**Exercise directions**
Repeat the records exactly. Every line must match.

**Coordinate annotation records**
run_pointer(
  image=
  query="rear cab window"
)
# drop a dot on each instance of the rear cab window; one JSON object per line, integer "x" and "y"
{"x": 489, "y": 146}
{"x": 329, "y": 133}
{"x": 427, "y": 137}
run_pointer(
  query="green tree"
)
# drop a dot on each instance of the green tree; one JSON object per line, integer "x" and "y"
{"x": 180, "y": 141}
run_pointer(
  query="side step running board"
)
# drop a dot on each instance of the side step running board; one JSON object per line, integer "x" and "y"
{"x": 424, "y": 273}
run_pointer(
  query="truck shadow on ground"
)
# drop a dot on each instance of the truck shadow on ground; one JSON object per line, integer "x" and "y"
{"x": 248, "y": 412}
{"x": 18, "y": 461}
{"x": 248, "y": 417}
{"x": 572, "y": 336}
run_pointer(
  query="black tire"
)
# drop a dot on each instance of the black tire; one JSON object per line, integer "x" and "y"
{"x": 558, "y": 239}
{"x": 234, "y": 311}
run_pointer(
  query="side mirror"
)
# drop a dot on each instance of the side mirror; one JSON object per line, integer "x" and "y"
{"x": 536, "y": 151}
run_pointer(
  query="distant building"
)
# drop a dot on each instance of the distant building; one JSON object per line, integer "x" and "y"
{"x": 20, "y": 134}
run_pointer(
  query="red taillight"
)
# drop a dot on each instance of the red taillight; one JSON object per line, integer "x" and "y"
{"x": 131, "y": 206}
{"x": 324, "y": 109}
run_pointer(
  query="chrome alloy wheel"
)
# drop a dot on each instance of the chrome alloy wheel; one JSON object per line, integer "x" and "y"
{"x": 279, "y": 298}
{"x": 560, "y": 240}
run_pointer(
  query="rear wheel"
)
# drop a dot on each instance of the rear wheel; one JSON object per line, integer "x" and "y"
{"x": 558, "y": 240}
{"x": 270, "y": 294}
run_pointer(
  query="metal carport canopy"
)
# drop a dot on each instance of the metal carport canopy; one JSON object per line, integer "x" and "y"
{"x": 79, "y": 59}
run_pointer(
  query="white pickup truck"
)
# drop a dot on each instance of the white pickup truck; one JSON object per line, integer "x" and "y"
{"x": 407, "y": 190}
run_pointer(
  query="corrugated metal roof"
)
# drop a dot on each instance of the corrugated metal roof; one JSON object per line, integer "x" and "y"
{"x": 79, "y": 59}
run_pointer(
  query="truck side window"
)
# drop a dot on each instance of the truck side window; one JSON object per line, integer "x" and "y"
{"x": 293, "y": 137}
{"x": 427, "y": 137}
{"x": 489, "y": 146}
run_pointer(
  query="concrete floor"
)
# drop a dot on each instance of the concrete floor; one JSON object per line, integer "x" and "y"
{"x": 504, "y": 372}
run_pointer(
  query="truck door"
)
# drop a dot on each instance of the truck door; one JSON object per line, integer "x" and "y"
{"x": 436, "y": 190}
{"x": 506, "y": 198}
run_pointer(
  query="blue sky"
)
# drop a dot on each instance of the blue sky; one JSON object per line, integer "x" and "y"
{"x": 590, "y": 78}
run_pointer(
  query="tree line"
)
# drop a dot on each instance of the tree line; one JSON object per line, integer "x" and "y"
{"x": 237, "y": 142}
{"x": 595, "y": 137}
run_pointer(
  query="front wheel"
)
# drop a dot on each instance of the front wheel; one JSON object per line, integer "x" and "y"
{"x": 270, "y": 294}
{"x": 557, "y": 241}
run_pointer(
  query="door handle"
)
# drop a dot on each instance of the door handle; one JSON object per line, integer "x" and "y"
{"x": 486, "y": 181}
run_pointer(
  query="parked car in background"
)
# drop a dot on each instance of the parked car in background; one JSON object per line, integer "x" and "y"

**Solution for this task**
run_pointer(
  image=
  query="rear cab window"
)
# drop a dot on each instance of the rear cab window; one JSON object per line, integer "x" and "y"
{"x": 489, "y": 146}
{"x": 329, "y": 133}
{"x": 427, "y": 137}
run_pointer(
  query="green tree"
)
# drop a dot on each instance of the green tree; one JSON object per line, integer "x" and "y"
{"x": 180, "y": 141}
run_pointer(
  query="side step running board"
)
# drop a dot on each instance of the side step running board; one JSON object per line, integer "x" and "y"
{"x": 424, "y": 273}
run_pointer(
  query="truck shadow on ground"
)
# drop a dot on each instance of the truck shadow on ground; one JSON object per line, integer "x" and "y"
{"x": 248, "y": 412}
{"x": 18, "y": 461}
{"x": 248, "y": 417}
{"x": 572, "y": 336}
run_pointer(
  query="black tire"
)
# drop a dot on each instance of the black tire; one JSON object per line, integer "x" and "y"
{"x": 558, "y": 239}
{"x": 234, "y": 311}
run_pointer(
  query="side mirror"
)
# drop a dot on each instance of the side mirror; one JSON object per line, integer "x" and "y"
{"x": 536, "y": 151}
run_pointer(
  query="distant building"
)
# drop a dot on each instance of the distant building; one JSON object per line, integer "x" and "y"
{"x": 20, "y": 134}
run_pointer(
  query="red taillight"
)
# drop a dot on each instance of the red taillight; one JSON object per line, integer "x" and "y"
{"x": 131, "y": 206}
{"x": 324, "y": 109}
run_pointer(
  query="chrome alloy wheel"
)
# drop a dot on each instance of the chrome alloy wheel; one JSON object per line, integer "x" and "y"
{"x": 279, "y": 298}
{"x": 560, "y": 240}
run_pointer(
  query="rear wheel"
)
# drop a dot on each instance of the rear wheel; one JSON object per line, integer "x" and "y"
{"x": 558, "y": 240}
{"x": 270, "y": 294}
run_pointer(
  query="metal carport canopy"
)
# drop a dot on each instance of the metal carport canopy; one JSON object per line, integer "x" and "y"
{"x": 79, "y": 59}
run_pointer(
  query="white pickup truck"
)
# drop a dot on each instance of the white pickup truck; one JSON object per line, integer "x" and "y"
{"x": 407, "y": 190}
run_pointer(
  query="corrugated metal roof"
)
# drop a dot on each instance of the corrugated metal roof; one JSON object per line, integer "x" and "y"
{"x": 79, "y": 59}
run_pointer(
  query="truck side window"
)
# drop a dot on each instance of the truck side window; one JSON object per line, integer "x" and "y"
{"x": 293, "y": 137}
{"x": 427, "y": 137}
{"x": 489, "y": 146}
run_pointer(
  query="concrete floor"
)
# drop a dot on each instance of the concrete floor; one JSON object per line, integer "x" and "y"
{"x": 504, "y": 372}
run_pointer(
  query="truck door"
)
# drop a dot on each instance of the truck door; one JSON object per line, integer "x" and "y"
{"x": 436, "y": 190}
{"x": 506, "y": 198}
run_pointer(
  query="blue sky"
)
# drop a dot on each instance of the blue sky; one JSON object per line, integer "x" and "y"
{"x": 590, "y": 78}
run_pointer(
  query="tree line"
)
# drop a dot on each instance of the tree line; one JSON object per line, integer "x" and "y"
{"x": 237, "y": 142}
{"x": 595, "y": 137}
run_pointer(
  query="front wheel"
)
# drop a dot on each instance of the front wheel; one JSON object per line, integer "x" and "y"
{"x": 270, "y": 294}
{"x": 557, "y": 241}
run_pointer(
  query="door handle"
)
# drop a dot on each instance of the door handle; one JSON object per line, integer "x" and "y"
{"x": 486, "y": 181}
run_pointer(
  query="parked car in background"
)
# drop a dot on each instance of the parked car in background; one JSON object per line, integer "x" and "y"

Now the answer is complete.